Отрывок для чтения:
——————————
Левитан. Шишкин. И Лактионов

Владимир Кошкин
       
       Я вырос с Левитаном и с Шишкиным. В юности, еще ничего не понимая в живописи как, впрочем, и в любых других искусствах, я всегда слышал: Левитан - великий художник, он умеет передать настроение. И столь же постоянно: Шишкин - бездарность, фотографии, каждый может, если мало-мальски обучился ремеслу... А мне нравилось смотреть и Шишкина и Левитана. Хотя я никак не мог понять, что это такое "настроение в картине" – у Левитана. Я потом вернусь к Левитану. Но начну с апологии Шишкина, для меня – он великий художник, и я попробую объяснить, в чем его величие.
       Сначала, в юности, мне просто НРАВИЛОСЬ рассматривать его картины. Подолгу. Тогда я вряд ли понимал причину. Но понимаем ли мы причину расположения друг к другу или причину влюбленности? Иногда нам удается cформулировать это позднее, когда взаимное расположение перерастает в дружбу, а влюбленность в любовь. Мое расположение к Шишкину давно переросло в любовь, и я готов объяснить ее причины.
Отроческое стремление к неосознанно прекрасному усилилось юношеским желанием понять принципы взаимоотношений с миром, как сказали бы сейчас, "правил игры" в жизни.
        Принципы – это обобщения, абстракции в некоем смысле. Я увидел "На севере диком" – одну из немногих символическую, совершенно реалистическую в то же время, картину Шишкина. (Эта картина сейчас в Киевском музее русского искусства). Лермонтовская сосна на диком утесе, абстрактный символ одиночества, стал у Шишкина видимым. В ранней юности у меня, как и у многих в мое время, Лермонтов был самым читаемым поэтом из прошлого.
——————————
Задания:
(a) Перечислите все фамилии из эссе о Шишкине и Левитане, в том числе из заголовка и подписи автора.
(b) Пожалуйста, напишите, что идёт дальше в эссе о Шишкине и Левитане, начиная сразу после последнего предложения.

Перечень записей:
——————————
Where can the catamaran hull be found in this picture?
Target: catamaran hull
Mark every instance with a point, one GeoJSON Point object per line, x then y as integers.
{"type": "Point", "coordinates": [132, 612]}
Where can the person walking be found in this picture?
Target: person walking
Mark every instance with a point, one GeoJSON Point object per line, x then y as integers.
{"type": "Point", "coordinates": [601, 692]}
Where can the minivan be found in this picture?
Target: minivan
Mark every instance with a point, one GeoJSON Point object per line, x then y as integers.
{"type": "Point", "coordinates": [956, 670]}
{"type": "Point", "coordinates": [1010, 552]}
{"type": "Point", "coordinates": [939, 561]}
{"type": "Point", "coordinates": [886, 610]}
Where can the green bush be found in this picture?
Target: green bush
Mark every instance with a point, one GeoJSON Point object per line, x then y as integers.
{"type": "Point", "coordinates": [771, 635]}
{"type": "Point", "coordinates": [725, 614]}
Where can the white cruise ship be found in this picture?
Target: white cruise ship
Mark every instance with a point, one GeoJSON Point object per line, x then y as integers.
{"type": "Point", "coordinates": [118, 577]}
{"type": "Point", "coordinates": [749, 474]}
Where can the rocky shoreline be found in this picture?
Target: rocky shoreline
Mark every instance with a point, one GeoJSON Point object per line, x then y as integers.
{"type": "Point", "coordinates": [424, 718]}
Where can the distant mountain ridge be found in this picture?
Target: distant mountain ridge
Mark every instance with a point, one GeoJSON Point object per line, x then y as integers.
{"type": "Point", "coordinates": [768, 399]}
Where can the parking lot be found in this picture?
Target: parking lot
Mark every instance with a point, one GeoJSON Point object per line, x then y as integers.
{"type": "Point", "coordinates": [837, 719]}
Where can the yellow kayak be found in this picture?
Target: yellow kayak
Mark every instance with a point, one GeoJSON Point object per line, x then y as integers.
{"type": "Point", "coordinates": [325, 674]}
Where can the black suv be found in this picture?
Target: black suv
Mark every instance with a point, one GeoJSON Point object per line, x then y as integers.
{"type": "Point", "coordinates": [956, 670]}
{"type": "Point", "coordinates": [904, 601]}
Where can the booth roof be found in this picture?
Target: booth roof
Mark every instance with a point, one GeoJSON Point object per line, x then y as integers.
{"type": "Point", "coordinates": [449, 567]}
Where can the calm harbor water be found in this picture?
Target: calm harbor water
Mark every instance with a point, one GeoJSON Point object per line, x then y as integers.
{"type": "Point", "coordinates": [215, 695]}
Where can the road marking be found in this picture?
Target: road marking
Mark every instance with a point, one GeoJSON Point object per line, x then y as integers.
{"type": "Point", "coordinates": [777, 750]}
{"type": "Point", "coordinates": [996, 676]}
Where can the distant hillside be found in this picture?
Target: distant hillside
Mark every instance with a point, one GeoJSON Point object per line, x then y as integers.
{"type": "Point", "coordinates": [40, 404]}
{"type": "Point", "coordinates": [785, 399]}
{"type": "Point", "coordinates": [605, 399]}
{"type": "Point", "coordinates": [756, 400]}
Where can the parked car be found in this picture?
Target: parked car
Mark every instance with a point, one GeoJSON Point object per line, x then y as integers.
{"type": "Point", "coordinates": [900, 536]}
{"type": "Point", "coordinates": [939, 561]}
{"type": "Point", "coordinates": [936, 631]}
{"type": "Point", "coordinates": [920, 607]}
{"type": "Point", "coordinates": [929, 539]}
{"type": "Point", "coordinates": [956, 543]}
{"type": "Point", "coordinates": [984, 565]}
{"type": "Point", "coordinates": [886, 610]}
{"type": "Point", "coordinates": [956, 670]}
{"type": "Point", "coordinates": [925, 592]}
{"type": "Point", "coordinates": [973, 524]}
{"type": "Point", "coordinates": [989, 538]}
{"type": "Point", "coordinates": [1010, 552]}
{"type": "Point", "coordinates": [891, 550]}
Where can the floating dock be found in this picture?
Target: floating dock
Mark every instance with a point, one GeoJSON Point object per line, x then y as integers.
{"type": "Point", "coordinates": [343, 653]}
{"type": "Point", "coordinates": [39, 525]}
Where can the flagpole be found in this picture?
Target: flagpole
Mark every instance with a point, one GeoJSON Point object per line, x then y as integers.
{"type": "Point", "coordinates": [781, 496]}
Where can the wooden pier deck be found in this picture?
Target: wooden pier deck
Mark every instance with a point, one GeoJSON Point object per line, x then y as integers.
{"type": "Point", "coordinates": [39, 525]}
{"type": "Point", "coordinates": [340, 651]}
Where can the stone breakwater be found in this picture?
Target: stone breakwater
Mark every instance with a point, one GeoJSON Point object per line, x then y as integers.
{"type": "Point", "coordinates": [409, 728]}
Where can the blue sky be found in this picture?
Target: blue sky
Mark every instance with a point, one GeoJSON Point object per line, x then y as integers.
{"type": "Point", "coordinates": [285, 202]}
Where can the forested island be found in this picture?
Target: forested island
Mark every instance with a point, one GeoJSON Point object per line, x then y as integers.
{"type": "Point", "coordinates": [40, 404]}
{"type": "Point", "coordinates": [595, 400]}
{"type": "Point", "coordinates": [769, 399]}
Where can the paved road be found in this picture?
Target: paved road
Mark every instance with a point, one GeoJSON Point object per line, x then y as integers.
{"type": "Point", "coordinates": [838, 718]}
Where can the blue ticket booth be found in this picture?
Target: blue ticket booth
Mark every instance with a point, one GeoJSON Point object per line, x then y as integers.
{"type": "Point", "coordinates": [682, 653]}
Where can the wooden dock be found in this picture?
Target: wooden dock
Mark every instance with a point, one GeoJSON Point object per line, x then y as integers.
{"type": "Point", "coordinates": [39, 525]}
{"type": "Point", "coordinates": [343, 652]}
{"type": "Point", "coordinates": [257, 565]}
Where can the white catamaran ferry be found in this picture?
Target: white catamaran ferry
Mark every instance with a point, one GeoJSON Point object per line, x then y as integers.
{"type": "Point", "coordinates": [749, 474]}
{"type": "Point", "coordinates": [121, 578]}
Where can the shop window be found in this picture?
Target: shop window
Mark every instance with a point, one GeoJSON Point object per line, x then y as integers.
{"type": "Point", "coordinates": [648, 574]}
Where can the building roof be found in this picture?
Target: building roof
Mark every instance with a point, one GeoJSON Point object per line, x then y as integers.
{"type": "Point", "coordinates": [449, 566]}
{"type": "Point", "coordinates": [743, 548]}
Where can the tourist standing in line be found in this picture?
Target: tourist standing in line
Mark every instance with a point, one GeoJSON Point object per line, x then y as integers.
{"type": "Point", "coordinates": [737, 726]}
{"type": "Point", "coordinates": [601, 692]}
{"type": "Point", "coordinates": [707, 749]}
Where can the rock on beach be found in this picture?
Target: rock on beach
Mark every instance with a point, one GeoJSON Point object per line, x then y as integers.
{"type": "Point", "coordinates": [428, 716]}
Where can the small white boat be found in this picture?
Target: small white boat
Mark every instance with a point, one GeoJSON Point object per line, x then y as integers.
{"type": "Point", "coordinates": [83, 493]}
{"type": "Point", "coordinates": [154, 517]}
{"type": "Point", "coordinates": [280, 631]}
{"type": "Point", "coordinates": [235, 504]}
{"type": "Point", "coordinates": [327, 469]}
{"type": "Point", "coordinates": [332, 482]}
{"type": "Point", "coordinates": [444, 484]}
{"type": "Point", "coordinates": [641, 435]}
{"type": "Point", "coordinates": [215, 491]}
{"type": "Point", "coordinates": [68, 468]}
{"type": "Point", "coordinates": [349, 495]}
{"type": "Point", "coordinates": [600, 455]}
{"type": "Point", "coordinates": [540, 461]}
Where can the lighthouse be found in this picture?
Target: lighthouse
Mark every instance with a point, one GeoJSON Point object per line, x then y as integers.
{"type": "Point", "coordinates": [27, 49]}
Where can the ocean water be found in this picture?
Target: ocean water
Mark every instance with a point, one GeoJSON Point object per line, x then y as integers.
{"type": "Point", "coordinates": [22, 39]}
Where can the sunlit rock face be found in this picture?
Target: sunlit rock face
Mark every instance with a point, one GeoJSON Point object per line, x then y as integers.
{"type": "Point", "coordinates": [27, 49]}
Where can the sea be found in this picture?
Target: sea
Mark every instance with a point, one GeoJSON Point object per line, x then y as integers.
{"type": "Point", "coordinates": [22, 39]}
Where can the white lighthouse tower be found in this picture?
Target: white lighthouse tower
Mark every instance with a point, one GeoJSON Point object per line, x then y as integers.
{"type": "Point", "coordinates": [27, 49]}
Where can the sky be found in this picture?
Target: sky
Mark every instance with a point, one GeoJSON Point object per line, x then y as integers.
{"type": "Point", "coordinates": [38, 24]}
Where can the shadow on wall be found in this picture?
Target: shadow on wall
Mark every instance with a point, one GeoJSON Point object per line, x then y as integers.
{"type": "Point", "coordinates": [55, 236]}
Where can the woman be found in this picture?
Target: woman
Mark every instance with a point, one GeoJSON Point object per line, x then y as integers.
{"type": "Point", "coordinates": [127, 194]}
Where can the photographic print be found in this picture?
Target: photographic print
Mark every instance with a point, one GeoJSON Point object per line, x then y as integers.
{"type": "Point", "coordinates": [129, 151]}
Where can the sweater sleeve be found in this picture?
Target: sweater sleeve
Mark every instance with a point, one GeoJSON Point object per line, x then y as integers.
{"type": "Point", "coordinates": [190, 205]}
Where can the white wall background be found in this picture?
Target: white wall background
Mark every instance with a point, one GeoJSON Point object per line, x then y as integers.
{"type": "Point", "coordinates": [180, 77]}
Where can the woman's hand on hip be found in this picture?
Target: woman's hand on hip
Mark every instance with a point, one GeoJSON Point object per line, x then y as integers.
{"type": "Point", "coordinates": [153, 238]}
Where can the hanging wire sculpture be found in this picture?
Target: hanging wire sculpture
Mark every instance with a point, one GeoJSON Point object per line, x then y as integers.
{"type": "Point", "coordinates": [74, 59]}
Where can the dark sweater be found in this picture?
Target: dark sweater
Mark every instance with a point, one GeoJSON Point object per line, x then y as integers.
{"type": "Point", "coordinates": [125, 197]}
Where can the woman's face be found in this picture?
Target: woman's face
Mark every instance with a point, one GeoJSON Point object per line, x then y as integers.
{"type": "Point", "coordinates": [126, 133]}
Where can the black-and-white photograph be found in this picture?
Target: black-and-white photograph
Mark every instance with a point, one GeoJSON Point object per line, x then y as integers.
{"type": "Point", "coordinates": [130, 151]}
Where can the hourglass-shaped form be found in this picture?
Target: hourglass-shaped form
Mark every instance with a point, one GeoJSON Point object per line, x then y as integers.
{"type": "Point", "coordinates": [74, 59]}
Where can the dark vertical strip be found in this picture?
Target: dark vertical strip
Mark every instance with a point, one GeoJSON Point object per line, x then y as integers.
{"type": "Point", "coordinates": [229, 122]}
——————————
Ответы по порядку:
(a) Левитан, Шишкин, Лактионов, Кошкин, Лермонтов

(b)
Вот стихи Михаила Лермонтова, которые вдохновили Ивана Шишкина:

На севере диком стоит одиноко
На голой вершине сосна
И дремлет, качаясь, и снегом сыпучим
Одета, как ризой она.

И снится ей все, что в пустыне далекой,
В том крае, где солнца восход,
Одна и грустна на утесе горючем
Прекрасная пальма растет.

       Наверное, главным для меня в том возрасте было найти собственную УСТОЙЧИВОСТЬ в юношеском одиночестве. И даже не прекрасную пальму – символ жарко женского для юноши, сопоставлявшего себя с северной сосной. Одинокая Шишкинская сосна в люто морозной ночи. Ни мороз, ни тяжелый снег на ветках не сломит. Для молодого человека – это почти символ веры. Скажу сейчас – тогда, в юности, я, вероятно, побоялся даже самому себе признаться: Шишкин был сильнее Лермонтова по воздействию на меня.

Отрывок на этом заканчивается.